Point-per-instance localization data

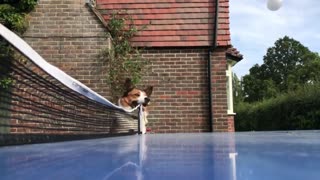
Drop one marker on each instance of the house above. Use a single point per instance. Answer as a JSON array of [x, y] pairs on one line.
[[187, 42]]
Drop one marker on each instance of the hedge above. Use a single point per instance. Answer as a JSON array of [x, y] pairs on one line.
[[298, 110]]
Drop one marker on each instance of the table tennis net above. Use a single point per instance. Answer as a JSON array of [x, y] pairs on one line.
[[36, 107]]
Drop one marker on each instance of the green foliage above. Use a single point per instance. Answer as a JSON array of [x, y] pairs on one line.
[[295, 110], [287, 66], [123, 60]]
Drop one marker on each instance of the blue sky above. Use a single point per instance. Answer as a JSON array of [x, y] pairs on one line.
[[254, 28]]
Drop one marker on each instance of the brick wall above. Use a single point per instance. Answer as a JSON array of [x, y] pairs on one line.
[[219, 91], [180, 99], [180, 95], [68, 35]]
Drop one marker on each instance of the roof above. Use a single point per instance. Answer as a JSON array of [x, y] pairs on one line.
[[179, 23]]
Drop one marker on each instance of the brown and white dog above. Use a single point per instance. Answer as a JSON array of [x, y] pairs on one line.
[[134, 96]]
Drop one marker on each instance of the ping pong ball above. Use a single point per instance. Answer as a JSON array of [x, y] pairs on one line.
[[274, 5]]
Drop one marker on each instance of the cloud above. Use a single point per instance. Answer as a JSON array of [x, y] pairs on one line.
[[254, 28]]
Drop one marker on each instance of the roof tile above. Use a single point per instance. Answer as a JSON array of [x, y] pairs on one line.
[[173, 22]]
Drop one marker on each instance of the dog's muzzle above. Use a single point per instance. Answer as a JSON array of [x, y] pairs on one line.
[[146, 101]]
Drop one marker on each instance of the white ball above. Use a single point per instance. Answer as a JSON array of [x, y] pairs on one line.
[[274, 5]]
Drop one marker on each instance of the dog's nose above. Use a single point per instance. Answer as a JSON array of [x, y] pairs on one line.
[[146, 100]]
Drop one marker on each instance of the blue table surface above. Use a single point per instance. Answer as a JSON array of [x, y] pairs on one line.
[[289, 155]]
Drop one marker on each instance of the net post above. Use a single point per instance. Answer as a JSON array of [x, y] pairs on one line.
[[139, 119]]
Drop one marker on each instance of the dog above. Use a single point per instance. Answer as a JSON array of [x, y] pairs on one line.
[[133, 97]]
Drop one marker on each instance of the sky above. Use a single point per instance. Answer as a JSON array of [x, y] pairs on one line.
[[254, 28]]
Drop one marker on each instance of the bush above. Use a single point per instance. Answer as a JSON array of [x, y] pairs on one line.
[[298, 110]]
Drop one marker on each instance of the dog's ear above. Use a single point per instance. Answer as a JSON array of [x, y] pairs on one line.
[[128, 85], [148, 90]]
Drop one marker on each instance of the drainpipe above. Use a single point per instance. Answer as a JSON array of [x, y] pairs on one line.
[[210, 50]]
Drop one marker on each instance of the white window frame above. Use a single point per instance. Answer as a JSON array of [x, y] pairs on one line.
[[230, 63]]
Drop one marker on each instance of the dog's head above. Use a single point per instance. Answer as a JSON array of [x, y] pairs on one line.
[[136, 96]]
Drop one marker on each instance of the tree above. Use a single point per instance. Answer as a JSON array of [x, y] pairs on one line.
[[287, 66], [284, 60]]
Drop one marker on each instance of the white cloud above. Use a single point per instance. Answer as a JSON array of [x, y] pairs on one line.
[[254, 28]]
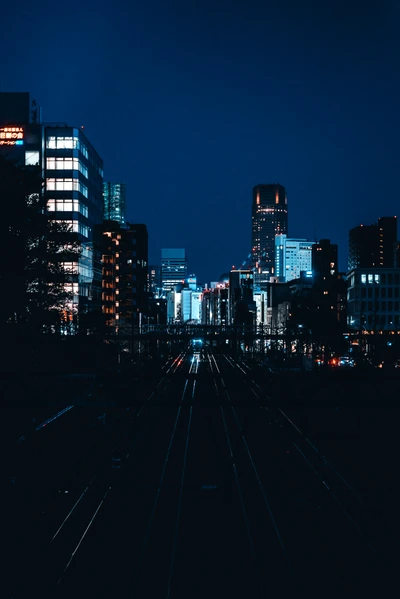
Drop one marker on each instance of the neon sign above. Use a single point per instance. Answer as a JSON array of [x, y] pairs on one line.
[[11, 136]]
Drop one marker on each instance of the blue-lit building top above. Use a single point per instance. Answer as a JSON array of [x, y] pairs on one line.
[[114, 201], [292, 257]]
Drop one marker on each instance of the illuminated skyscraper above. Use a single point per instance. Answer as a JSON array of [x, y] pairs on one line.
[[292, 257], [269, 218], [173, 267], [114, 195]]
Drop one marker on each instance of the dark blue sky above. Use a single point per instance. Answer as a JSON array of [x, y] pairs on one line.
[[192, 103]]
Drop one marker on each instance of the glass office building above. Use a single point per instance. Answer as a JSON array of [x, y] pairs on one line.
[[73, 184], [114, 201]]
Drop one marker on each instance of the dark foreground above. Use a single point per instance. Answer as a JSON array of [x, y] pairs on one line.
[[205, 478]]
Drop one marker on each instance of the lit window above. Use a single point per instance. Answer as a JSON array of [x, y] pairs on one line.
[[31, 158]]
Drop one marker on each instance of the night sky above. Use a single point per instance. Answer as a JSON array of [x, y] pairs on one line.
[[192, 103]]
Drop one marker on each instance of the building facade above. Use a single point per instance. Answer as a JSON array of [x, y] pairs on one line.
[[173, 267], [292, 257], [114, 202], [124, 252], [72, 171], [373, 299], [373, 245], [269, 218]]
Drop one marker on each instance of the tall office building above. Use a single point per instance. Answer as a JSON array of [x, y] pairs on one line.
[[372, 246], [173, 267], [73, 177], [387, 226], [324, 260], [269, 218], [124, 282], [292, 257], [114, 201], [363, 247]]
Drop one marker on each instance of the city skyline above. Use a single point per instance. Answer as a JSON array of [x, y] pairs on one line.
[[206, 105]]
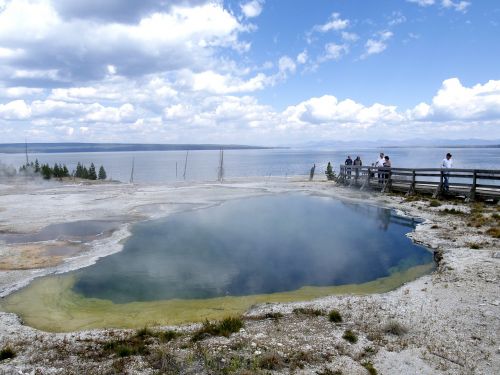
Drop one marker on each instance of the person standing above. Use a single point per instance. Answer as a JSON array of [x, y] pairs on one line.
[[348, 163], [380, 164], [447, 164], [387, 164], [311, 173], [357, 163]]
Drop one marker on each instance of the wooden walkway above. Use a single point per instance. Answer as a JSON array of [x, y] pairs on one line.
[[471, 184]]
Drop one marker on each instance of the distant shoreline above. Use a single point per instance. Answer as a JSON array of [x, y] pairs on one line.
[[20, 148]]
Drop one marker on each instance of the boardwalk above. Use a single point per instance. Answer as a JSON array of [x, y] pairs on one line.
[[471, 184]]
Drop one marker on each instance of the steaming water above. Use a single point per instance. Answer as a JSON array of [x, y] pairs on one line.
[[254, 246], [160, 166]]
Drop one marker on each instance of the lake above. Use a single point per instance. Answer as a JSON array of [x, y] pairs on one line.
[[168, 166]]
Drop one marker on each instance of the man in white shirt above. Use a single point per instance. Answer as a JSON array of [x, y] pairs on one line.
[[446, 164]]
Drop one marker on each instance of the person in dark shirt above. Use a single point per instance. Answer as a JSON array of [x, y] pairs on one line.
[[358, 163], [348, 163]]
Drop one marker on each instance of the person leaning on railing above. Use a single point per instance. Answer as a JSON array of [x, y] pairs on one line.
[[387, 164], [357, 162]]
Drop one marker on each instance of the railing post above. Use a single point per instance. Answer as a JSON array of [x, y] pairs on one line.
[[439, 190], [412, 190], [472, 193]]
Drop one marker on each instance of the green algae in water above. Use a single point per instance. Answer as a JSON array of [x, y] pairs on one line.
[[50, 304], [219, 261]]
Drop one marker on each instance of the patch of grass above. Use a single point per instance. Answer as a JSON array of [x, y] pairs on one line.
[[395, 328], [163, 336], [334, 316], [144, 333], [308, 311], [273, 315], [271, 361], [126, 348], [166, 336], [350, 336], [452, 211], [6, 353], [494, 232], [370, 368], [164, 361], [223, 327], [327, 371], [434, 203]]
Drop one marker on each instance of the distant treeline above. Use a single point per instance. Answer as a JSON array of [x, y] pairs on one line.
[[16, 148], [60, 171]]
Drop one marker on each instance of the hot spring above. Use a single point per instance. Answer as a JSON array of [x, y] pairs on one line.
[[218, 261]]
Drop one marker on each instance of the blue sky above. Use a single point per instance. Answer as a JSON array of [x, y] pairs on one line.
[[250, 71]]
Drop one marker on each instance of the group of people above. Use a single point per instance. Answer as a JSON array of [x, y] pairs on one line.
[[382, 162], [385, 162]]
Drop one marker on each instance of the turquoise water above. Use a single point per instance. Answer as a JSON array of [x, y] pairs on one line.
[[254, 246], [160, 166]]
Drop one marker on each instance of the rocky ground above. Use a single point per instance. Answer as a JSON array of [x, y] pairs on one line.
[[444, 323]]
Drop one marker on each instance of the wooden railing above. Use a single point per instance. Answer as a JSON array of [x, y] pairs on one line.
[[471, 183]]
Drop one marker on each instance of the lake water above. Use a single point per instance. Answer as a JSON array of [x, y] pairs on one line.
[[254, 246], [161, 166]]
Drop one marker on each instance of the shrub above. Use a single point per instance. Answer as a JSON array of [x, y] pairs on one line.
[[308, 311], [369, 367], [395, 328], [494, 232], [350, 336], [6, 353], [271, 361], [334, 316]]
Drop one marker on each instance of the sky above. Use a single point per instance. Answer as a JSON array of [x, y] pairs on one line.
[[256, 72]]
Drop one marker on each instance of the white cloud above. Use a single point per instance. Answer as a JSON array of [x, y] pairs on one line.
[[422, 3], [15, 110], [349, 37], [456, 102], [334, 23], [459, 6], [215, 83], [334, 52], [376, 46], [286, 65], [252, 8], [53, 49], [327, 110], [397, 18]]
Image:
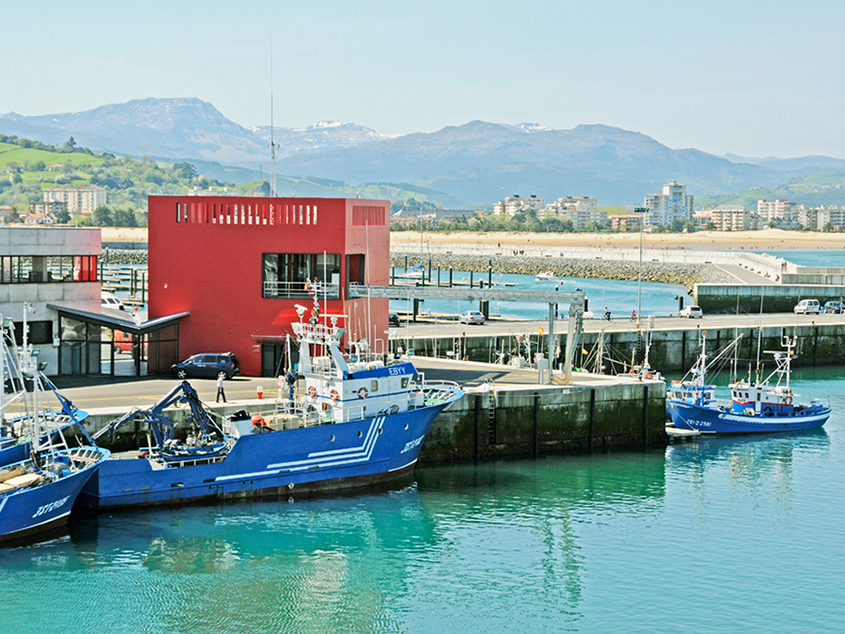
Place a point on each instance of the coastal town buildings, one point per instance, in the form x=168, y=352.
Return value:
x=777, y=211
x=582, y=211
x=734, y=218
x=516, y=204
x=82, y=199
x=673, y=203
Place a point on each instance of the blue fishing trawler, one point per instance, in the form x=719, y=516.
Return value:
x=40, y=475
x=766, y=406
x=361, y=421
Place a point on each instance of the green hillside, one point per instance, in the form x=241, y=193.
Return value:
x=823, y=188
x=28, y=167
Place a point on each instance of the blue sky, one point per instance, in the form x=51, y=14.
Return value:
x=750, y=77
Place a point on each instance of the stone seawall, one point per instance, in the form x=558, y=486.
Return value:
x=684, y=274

• **Your assignment**
From the entries above, copy each line that holds "Place".

• **Written response**
Place a point on each instance of the coastal town buildings, one point per instance, in the form x=168, y=352.
Place a point on each instance of the blue fishing trawler, one point per instance, in the form x=719, y=516.
Place a point on each instance of the green hillside, one point per instance, in the form x=241, y=193.
Place a point on each instance of the blue sky, one point per instance, in the form x=51, y=14.
Place a point on each instance of the stone seawall, one point per instance, in the form x=558, y=486.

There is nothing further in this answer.